Textauszug
+ + + + +
Eisen hält den Dynamo im Erdkern am Laufen
Der Geodynamo, der das Erdmagnetfeld erzeugt, speist sich aus der Konvektion im äußeren Erdkern, die das flüssige, elektrisch leitfähige und eisenreiche Material dort umwälzt wie kochendes Wasser in einem Topf. Kombiniert mit der Erdrotation entsteht ein Dynamoeffekt, aus dem wiederum das Erdmagnetfeld resultiert.
„Das Erdmagnetfeld schirmt uns von gefährlichen energiereichen Teilchen aus dem All ab, der sogenannten kosmischen Strahlung. Seine Existenz ist einer der Faktoren, die unseren Planeten bewohnbar machen“, erläutert Konôpková. „Daher waren wir an der Wärmeleitfähigkeit von Eisen interessiert, um das Energiebudget des Erdkerns zum Betrieb des Dynamos zu bestimmen“, erläutert die Physikerin. „Die Erzeugung und Erhaltung des Magnetfelds unseres Planeten hängt stark von der Wärme-Dynamik im Kern ab.“
Die Stärke der Konvektion im äußeren Erdkern hängt vom Wärmetransfer aus dem Kern in den Erdmantel ab sowie von der Wärmeleitfähigkeit des Eisens im äußeren Erdkern. Je mehr Wärme im äußeren Erdkern über direkte Wärmeleitung transportiert wird, desto weniger Energie steht zur Verfügung, um die Konvektion – und damit den Geodynamo – am Laufen zu halten.
Eine niedrige Wärmeleitfähigkeit bewirkt dagegen eine stärkere Konvektion und erhöht damit die Chance für einen funktionierenden Dynamo. Die Bestimmung der Wärmeleitfähigkeit unter den Bedingungen, die denen im Erdkern ähneln, hat sich in der Vergangenheit allerdings als schwierig erwiesen. Neuere theoretische Berechnungen lieferten eine vergleichsweise hohe Wärmeleitfähigkeit von bis zu 150 Watt pro Meter pro Kelvin (150 W/m/K) für Eisen im Erdkern.
Eine derart hohe Wärmeleitfähigkeit würde jedoch die Chancen verringern, dass der Dynamoeffekt frühzeitig einsetzt. Numerischen Modellrechnungen zufolge hätte der Geodynamo bei einer derart hohen Wärmeleitfähigkeit von Eisen erst relativ kürzlich in der Erdgeschichte entstehen dürfen, vor etwa einer Milliarde Jahren.
+ + + + +
Arbeitsanweisungen
1. Ziehen Sie aus den Datensätzen jede Zeile heraus, in der die Zeichenfolge „curved“ vorkommt. Groß- und Kleinschreibung ist dabei zu beachten.
2. Führen Sie den Text über Eisen und den Geodynamo im Erdkern im Anschluss an seinen letzten Satz weiter.

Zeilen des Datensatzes
+ + + + +
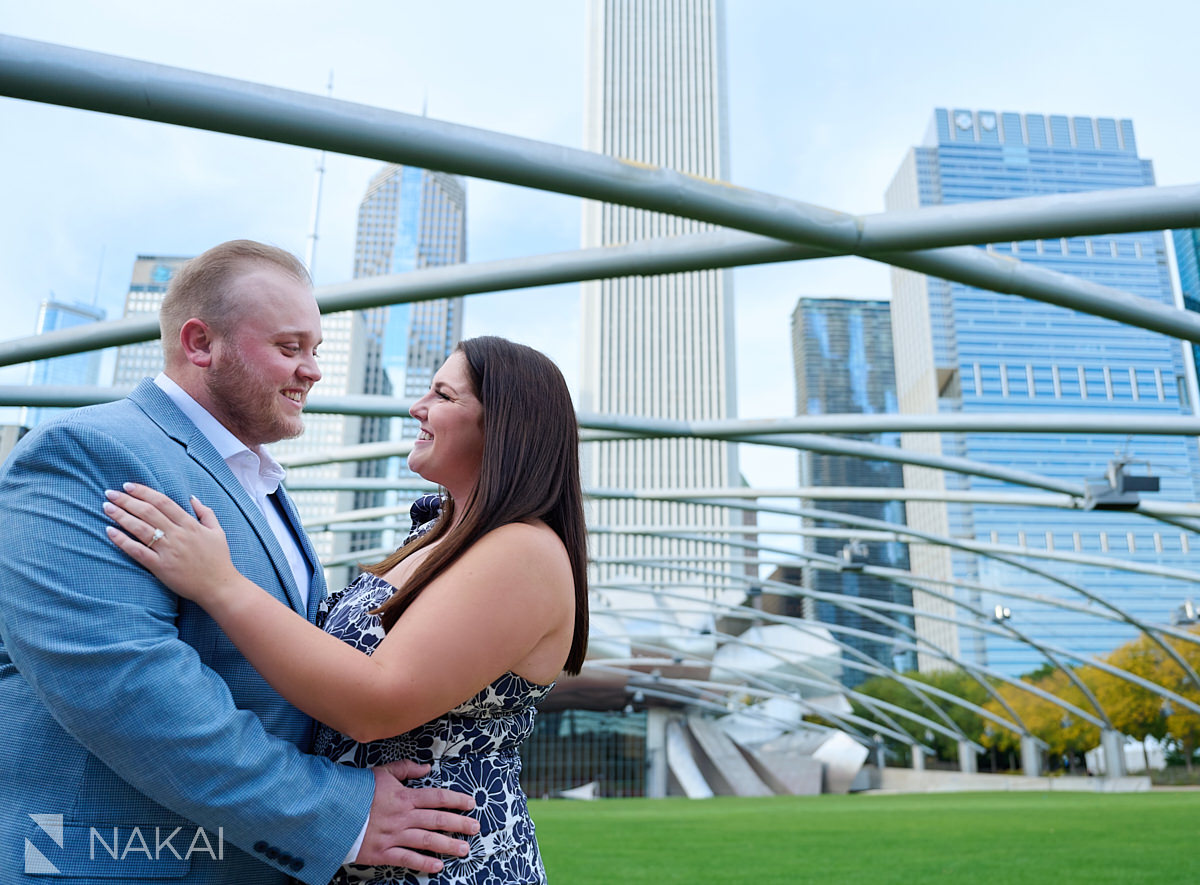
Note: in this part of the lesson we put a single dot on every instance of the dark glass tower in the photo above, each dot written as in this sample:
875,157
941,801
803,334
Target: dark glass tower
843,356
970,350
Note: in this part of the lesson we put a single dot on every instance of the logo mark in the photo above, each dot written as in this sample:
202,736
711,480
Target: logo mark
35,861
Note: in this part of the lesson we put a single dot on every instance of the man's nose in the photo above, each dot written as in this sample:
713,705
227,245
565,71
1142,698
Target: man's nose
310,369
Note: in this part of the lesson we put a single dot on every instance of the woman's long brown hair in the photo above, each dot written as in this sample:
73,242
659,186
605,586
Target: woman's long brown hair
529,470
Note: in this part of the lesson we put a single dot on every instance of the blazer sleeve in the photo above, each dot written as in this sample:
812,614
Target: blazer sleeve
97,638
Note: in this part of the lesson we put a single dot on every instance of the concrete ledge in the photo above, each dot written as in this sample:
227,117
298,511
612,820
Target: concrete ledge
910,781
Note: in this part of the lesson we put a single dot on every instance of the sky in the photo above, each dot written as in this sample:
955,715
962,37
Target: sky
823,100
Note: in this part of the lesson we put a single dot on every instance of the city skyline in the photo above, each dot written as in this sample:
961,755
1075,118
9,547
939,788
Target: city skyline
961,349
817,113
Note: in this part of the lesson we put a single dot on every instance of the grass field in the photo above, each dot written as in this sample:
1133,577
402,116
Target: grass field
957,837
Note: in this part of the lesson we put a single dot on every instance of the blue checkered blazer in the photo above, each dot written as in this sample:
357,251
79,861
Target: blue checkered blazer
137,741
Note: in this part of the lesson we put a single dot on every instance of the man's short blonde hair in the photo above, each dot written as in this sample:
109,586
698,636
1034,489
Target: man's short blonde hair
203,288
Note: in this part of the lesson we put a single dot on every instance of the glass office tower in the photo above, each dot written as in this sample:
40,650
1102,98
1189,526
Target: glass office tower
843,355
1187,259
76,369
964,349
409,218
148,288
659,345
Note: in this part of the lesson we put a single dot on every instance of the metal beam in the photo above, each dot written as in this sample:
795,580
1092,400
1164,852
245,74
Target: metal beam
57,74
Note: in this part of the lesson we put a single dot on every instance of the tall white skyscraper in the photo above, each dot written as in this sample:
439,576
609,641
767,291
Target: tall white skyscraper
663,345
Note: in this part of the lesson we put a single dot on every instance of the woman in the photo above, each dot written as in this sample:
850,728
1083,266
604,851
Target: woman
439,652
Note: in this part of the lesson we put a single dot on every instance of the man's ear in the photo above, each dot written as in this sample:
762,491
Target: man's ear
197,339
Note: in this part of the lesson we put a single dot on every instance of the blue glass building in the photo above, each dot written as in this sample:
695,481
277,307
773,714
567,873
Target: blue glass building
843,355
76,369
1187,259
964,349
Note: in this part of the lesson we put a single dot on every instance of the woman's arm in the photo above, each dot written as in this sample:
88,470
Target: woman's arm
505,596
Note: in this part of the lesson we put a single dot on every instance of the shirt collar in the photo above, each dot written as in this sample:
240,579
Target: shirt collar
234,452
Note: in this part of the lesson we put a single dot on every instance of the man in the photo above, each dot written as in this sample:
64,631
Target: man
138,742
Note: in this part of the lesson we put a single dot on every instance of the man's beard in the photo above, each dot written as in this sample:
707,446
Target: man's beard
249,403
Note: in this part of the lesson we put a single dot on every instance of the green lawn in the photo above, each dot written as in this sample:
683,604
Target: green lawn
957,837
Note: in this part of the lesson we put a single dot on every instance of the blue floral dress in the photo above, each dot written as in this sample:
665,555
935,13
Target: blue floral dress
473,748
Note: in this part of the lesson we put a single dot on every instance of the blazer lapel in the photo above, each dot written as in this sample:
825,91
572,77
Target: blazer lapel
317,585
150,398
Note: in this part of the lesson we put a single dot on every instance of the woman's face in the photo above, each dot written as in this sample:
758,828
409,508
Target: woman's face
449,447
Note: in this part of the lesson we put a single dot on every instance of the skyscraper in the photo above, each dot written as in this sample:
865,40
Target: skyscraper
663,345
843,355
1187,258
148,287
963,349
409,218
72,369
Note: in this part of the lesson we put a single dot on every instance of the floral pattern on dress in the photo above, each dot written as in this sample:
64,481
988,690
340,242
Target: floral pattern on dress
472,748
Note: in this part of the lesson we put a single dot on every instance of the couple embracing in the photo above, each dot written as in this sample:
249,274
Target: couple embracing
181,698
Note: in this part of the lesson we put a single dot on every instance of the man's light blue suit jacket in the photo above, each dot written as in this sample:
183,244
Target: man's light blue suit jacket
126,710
+ + + + +
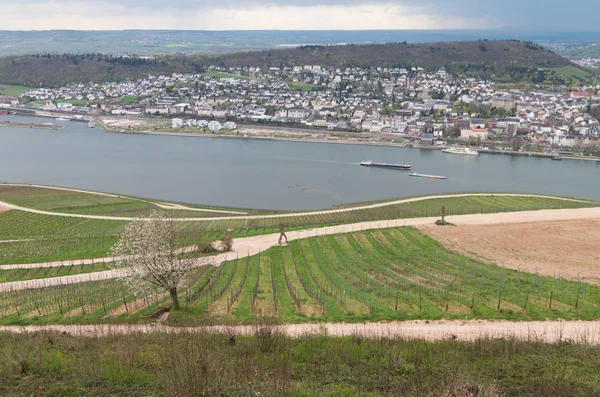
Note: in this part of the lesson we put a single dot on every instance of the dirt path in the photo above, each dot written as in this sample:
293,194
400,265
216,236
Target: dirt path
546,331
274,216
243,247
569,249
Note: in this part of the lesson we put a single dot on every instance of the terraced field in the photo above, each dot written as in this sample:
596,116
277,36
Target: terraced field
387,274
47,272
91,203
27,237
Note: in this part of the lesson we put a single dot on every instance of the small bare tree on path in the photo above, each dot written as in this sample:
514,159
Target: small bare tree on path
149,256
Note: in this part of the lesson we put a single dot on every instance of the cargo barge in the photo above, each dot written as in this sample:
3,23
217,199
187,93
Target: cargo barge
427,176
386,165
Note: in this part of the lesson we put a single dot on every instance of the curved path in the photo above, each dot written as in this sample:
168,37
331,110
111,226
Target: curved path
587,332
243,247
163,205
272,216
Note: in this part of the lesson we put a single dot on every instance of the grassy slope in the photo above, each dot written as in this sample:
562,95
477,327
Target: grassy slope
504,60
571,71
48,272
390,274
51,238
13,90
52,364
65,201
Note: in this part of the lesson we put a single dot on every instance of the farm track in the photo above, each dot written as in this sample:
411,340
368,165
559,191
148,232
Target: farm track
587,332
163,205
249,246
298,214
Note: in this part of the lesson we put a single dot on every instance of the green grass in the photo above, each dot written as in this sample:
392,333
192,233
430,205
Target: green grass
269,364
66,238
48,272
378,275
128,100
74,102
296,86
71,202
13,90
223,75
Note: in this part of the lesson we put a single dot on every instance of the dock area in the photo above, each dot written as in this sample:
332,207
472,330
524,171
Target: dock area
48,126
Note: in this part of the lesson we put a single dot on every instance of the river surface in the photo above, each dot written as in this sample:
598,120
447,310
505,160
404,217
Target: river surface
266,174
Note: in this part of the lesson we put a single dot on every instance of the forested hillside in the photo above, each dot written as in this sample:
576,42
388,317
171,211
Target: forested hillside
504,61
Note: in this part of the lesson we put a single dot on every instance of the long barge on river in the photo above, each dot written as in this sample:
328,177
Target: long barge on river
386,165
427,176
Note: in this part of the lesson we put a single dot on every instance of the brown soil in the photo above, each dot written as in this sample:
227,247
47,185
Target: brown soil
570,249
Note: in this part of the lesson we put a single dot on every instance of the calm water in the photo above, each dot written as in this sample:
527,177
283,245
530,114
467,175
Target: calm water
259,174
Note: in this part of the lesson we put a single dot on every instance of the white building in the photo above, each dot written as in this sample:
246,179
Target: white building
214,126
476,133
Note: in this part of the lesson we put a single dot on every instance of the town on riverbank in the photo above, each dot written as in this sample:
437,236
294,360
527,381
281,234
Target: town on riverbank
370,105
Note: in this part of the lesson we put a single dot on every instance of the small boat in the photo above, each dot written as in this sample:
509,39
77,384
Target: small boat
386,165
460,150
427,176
+ + + + +
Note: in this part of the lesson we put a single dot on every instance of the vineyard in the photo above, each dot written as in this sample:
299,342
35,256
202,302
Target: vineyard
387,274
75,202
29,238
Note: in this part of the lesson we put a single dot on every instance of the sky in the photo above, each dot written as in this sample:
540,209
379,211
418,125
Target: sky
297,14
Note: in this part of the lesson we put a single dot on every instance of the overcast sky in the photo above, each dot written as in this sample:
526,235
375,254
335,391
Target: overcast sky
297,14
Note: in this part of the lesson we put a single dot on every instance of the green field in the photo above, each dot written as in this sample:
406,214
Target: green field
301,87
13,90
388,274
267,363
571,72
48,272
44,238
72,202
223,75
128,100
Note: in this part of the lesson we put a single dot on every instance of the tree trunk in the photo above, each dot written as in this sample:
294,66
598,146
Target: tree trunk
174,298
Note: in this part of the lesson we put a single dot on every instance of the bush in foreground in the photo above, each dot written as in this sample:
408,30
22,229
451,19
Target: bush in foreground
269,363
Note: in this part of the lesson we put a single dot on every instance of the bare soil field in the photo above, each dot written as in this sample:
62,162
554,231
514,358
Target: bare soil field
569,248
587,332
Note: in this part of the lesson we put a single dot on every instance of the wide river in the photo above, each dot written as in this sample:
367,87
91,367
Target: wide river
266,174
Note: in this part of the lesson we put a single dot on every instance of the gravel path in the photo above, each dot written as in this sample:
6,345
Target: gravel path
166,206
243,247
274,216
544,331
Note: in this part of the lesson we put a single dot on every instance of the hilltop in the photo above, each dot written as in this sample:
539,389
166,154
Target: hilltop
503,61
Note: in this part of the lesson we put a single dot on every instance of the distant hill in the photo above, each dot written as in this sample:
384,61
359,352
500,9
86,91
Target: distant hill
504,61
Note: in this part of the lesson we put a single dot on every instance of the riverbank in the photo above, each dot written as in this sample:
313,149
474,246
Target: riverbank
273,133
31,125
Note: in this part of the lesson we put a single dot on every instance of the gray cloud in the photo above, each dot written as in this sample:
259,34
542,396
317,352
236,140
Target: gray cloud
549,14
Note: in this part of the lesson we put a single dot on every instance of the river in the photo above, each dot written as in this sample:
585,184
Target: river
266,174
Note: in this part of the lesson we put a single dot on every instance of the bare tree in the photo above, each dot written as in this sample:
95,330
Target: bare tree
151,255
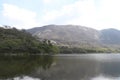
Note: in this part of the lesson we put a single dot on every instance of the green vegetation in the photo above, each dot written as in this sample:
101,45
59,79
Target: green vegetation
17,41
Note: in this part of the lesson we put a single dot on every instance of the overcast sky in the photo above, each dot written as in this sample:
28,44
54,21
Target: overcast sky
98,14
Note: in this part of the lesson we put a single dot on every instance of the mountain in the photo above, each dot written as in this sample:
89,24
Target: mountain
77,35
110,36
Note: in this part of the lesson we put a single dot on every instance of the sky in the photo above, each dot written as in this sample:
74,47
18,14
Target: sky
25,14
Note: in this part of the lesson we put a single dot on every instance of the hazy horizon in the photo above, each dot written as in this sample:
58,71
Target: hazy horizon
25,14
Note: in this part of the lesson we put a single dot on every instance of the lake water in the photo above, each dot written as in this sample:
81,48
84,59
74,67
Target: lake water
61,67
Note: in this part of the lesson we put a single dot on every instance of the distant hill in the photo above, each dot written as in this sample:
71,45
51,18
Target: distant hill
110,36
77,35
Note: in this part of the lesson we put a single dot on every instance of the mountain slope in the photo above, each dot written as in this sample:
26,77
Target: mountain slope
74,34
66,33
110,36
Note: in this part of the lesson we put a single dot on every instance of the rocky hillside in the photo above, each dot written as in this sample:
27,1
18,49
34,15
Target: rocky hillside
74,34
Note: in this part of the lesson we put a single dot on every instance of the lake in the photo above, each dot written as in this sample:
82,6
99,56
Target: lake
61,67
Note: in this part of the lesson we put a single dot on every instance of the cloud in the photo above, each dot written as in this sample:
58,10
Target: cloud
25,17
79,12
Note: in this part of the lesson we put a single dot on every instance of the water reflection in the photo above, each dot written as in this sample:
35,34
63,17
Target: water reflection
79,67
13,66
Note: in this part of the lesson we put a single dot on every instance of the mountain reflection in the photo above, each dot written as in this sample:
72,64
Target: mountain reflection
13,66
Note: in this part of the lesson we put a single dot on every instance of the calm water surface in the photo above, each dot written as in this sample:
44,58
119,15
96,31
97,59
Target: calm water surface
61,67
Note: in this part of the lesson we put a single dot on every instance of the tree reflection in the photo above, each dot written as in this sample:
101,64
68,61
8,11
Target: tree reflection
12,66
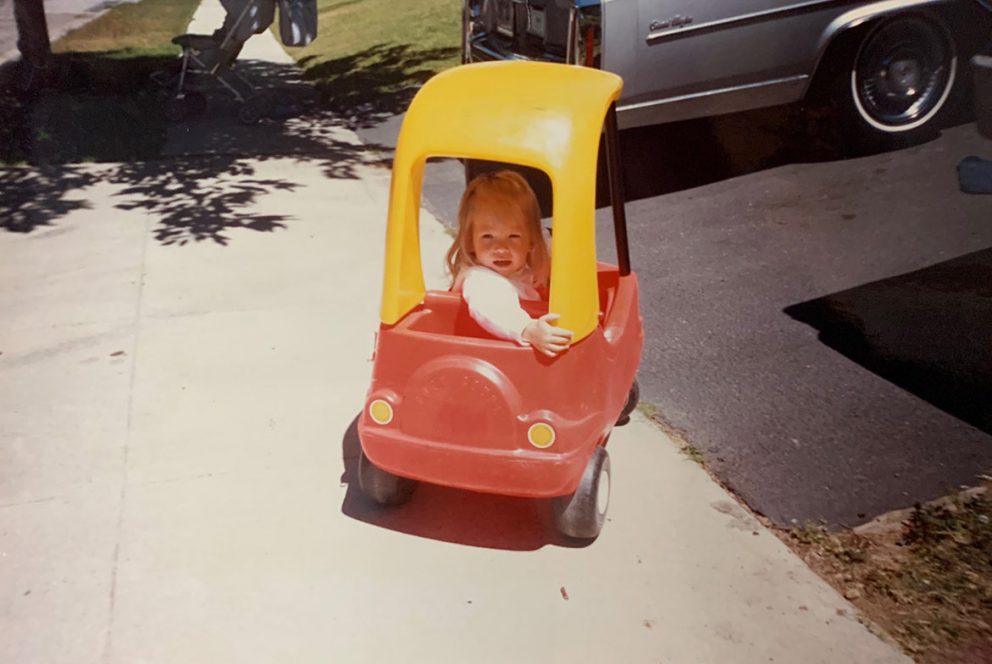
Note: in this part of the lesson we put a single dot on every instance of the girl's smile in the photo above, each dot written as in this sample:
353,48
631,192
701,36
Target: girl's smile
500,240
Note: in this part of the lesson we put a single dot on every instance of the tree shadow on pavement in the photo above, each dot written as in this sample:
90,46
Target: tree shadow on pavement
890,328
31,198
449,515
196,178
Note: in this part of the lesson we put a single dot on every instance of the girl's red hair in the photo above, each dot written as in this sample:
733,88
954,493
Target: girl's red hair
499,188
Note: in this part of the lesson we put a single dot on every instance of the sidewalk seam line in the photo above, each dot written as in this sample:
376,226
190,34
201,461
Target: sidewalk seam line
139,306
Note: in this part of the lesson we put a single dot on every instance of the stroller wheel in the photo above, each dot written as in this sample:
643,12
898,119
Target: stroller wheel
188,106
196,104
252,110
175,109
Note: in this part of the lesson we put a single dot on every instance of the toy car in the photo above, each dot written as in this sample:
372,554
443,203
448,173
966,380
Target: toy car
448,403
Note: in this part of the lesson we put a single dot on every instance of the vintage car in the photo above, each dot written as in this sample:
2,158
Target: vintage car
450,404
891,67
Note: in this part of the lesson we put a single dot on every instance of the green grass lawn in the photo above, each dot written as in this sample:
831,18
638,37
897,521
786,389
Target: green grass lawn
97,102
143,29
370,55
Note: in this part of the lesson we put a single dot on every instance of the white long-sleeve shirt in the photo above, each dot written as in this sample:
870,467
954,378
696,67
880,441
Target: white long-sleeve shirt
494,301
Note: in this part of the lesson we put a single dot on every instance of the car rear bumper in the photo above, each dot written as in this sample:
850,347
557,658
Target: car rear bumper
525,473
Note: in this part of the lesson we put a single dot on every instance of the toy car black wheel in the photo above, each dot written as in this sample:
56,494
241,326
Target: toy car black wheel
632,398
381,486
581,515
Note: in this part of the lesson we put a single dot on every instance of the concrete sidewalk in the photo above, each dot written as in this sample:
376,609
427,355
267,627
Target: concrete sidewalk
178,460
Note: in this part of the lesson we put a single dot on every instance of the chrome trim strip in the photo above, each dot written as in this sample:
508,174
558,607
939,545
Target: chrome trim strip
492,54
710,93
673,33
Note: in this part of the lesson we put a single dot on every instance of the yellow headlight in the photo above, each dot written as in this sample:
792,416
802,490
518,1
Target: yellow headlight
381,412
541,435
+ + + + +
Lösungen
1.
Note: in this part of the lesson we put a single dot on every instance of the curved path in the photo above, each dot written as in this sample:
Target: curved path

2.
Die Existenz des Erdmagnetfelds lässt sich jedoch anhand von altem Gestein mindestens 3,4 Milliarden Jahre zurückverfolgen. „Es gibt eine heftige Debatte unter Geophysikern, denn mit so einer hohen Wärmeleitfähigkeit wird es schwer, die Geschichte des Erdmagnetfelds zu erklären, die sich aus urzeitlichem Gestein ablesen lässt“, sagt Konôpková.
Die DESY-Physikerin und ihre Kollegen Stewart McWilliams und Natalia Gómez-Pérez von der Universität Edinburgh sowie Alexander Goncharov von der Carnegie-Institution in Washington nutzten eine spezielle Hochdruckzelle, in der sich Proben nicht nur zwischen zwei Diamantstempeln stark zusammenpressen, sondern gleichzeitig mit zwei Infrarotlasern stark aufheizen lassen. Auf diese Weise konnten sie die Eisen-Wärmeleitfähigkeit bei hohen Temperaturen und hohen Drücken direkt bestimmen.
„Wir haben eine dünne Eisenfolie in der Diamantstempelzelle mit einem Druck von 130 Gigapascal zusammengepresst, das ist über eine Million Mal so hoch wie der Atmosphärendruck und entspricht ungefähr dem Druck an der Grenze von Erdmantel und Erdkern“, erläutert Konôpková.
„Gleichzeitig haben wir die Folie mit zwei Infrarotlasern durch die Diamanten auf bis zu 2700 Grad Celsius aufgeheizt. Dann haben wir mit einem dritten Laser einen schwachen Puls auf eine Seite der Folie geschossen, der eine thermische Störung ausgelöst hat. Die folgende Temperaturentwicklung haben wir schließlich von beiden Seiten der Folie mit einer optischen Streifenkamera beobachtet.“ So konnten die Wissenschaftler die Wanderung des Wärmepulses durch das Eisen verfolgen.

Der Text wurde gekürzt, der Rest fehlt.